§ DATA FOR PROCESSING
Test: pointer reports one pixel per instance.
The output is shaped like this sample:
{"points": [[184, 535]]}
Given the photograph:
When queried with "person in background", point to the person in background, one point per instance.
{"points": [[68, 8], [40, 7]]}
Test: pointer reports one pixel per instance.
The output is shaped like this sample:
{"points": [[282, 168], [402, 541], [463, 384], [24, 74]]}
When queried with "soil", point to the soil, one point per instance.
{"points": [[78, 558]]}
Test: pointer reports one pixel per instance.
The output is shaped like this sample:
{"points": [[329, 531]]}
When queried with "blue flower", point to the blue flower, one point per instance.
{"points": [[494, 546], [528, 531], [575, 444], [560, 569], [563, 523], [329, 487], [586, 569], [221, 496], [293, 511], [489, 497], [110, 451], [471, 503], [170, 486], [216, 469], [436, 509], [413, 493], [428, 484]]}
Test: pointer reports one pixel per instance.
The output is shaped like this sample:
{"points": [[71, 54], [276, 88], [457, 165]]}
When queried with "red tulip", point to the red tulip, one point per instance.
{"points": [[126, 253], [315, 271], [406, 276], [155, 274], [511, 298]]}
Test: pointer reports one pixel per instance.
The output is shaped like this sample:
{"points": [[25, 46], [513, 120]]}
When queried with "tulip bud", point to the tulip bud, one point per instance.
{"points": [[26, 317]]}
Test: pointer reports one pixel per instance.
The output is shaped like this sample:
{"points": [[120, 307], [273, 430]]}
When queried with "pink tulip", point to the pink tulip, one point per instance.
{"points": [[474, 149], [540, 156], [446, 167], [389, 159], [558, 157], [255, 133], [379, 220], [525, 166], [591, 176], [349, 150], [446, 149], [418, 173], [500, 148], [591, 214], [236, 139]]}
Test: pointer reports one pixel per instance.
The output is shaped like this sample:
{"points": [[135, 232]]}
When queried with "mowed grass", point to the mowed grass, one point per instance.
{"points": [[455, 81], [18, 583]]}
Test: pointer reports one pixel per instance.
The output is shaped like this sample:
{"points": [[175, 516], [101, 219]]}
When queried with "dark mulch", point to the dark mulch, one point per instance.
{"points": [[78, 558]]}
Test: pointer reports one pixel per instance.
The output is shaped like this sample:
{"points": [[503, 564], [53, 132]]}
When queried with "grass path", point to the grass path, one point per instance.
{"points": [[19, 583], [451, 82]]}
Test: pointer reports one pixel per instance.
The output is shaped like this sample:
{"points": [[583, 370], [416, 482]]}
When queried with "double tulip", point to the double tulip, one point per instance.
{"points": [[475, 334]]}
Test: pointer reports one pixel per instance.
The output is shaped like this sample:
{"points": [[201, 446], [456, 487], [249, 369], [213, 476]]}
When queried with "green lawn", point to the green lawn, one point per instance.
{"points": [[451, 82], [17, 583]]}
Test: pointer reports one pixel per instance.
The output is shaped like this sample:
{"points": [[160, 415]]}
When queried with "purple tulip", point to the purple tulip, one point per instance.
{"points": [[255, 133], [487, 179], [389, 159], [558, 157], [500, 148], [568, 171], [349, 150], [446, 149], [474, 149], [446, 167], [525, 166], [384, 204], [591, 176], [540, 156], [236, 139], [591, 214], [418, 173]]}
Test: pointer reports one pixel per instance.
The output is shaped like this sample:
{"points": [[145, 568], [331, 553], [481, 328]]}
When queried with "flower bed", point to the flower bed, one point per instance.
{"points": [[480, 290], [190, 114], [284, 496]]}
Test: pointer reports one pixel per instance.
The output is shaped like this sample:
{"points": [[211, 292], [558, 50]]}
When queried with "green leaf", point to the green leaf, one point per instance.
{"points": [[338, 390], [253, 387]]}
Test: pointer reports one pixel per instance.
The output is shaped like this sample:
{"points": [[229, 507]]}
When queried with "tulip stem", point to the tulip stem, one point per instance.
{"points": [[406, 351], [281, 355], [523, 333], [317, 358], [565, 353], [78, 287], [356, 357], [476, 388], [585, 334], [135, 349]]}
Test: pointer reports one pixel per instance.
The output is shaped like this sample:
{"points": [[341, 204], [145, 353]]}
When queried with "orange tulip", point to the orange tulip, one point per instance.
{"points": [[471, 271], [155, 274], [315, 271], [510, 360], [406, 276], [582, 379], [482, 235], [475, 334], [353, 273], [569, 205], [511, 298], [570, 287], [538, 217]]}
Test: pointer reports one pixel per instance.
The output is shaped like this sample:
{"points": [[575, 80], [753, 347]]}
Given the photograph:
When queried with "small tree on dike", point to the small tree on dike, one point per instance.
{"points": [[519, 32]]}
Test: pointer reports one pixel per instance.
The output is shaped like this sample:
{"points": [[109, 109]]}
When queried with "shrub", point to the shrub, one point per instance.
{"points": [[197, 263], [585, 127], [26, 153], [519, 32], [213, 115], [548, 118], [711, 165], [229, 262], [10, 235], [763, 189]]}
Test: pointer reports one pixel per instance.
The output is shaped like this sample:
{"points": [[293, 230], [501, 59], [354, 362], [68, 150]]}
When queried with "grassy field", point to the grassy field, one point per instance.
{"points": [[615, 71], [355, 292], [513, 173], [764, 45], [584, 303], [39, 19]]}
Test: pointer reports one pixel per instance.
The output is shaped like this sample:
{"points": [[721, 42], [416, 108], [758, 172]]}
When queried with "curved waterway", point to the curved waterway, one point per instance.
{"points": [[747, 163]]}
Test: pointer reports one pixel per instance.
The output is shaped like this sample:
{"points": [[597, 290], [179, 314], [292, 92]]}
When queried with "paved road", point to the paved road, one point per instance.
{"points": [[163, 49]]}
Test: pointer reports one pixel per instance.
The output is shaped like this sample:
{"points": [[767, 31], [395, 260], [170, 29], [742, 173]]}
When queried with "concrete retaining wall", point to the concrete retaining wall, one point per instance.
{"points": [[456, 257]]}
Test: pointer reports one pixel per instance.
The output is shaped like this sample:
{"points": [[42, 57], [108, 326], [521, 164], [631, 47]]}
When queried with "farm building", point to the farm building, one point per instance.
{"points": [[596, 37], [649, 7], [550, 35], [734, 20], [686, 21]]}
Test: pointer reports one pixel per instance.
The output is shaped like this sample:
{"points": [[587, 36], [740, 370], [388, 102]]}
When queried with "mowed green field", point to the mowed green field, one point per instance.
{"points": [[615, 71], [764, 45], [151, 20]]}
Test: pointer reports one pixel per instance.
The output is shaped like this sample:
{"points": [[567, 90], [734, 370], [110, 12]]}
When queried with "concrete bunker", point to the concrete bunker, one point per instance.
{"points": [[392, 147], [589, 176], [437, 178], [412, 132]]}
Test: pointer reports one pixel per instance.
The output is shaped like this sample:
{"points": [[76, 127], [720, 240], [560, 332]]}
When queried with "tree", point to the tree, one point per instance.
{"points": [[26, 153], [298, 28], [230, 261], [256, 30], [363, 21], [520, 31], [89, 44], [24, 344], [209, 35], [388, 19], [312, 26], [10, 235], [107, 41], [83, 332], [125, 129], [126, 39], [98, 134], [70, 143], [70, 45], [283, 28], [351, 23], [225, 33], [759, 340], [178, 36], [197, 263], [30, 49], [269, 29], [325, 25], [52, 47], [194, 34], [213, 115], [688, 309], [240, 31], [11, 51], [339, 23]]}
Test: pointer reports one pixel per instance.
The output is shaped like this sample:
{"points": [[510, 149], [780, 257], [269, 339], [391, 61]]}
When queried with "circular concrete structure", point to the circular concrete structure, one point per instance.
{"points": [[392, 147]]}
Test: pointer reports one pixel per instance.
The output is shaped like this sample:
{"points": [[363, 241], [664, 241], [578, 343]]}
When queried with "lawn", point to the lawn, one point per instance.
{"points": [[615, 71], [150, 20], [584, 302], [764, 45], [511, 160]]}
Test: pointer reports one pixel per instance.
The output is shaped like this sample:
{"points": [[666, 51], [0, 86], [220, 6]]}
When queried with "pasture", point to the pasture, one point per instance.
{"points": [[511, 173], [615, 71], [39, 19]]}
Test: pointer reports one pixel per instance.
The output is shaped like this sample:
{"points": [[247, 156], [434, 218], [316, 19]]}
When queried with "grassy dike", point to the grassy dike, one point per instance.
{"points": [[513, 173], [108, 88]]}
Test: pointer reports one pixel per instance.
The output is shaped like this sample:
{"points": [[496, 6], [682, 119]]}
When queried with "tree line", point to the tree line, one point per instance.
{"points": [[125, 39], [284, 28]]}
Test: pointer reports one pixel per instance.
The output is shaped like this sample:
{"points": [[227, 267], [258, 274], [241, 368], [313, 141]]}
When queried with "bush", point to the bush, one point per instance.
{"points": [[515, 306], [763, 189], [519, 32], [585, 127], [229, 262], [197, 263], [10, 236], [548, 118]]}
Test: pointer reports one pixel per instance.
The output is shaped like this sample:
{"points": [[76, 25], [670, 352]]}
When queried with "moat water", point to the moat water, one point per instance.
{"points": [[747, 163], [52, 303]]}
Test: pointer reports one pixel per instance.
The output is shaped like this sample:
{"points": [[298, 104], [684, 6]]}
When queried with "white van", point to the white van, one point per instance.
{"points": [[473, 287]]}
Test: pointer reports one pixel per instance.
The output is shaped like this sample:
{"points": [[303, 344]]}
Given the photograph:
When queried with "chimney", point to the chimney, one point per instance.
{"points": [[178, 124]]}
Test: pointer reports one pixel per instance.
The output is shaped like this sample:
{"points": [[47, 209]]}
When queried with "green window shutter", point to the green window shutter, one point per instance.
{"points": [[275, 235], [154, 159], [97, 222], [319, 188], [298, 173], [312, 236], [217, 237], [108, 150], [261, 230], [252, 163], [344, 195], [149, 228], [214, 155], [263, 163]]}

§ WHAT THE TASK REQUIRES
Gather every line in the records above that contains the string "tulip". Case counts.

§ EXPECTED ANSWER
When queried with "red tulip", point to the red tulip, one point per instance.
When queried with "tulip bud", point to the tulip bud, one point per instance.
When queried with "pink tulip", point to the pink tulip, one point per instance.
When queried with "double tulip", point to the double tulip, one point per instance.
When queried with "purple tulip", point to the purple tulip, one point per instance.
When queried with "tulip stem", point to the tulip stem, one point per instance.
When queried with "orange tulip", point to the orange tulip, one point per instance.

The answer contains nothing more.